- [Short task]: From the rows below, copy out every line from the one containing "Annotation task — mark the green" through the one containing "<point>510,382</point>", both included, character for character.

___ Records supplied ___

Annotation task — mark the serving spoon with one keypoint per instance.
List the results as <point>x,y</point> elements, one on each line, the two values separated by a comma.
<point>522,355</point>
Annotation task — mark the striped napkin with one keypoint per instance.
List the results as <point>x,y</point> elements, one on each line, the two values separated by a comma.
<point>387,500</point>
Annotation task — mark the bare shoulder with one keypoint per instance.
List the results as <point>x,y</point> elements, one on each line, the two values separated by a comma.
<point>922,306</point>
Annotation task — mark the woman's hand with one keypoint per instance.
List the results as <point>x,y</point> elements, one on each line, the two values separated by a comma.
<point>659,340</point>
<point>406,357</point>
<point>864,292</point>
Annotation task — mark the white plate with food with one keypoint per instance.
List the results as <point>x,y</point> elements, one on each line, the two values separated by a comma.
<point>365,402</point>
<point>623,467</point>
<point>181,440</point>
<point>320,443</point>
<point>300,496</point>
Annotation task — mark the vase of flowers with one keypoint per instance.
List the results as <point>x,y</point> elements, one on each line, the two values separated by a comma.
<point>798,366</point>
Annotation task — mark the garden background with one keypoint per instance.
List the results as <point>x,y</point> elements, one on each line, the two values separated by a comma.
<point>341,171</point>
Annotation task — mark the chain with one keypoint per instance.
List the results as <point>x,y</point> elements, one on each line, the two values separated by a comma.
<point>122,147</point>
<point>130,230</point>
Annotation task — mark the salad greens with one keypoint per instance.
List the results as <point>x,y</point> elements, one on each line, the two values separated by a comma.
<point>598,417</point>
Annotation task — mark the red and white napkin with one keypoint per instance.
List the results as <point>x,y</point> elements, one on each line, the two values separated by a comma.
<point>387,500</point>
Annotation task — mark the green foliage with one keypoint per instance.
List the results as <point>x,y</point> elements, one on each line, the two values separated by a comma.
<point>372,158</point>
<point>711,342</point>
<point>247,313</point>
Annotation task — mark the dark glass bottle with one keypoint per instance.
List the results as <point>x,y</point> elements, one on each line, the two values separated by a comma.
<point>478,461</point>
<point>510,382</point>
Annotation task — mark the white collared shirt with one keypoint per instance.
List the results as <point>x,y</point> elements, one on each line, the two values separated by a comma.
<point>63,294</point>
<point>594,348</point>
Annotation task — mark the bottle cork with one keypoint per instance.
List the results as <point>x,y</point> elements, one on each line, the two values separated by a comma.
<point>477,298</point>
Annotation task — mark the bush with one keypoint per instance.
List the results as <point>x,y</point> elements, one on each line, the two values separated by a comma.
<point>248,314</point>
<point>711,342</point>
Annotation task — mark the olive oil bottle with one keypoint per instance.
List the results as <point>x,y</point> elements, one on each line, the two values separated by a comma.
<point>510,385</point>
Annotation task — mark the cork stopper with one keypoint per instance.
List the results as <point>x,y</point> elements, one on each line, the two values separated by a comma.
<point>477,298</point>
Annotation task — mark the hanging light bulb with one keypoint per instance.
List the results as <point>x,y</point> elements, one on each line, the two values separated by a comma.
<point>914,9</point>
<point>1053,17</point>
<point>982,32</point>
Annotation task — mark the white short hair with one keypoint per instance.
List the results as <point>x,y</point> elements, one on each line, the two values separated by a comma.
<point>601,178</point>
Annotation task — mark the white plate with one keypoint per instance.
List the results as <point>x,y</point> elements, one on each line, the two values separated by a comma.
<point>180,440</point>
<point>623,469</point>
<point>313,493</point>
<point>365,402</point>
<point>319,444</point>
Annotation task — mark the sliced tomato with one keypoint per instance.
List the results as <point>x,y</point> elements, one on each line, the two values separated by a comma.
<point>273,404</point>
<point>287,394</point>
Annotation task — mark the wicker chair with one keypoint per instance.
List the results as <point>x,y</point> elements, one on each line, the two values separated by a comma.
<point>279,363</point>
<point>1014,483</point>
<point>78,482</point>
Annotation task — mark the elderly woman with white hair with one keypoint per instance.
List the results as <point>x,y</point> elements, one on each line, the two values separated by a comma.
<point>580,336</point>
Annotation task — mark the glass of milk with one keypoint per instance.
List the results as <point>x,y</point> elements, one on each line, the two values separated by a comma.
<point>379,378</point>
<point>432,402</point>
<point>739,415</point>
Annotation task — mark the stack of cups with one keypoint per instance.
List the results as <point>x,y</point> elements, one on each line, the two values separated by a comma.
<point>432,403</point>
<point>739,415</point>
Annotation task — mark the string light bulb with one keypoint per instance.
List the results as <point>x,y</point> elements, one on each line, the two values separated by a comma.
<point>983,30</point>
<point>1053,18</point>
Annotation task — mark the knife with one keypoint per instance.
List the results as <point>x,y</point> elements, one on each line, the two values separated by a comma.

___

- [Response to this task]:
Annotation task — mark the green foliage with one keypoint per instance.
List the results as <point>x,y</point> elements, one on each line, the two values separated by a comma.
<point>372,158</point>
<point>711,342</point>
<point>247,313</point>
Annotation task — mark the dark glass bottle with one keypoint per instance.
List the results as <point>x,y</point> elements, one on each line, the two values separated by a comma.
<point>478,461</point>
<point>510,382</point>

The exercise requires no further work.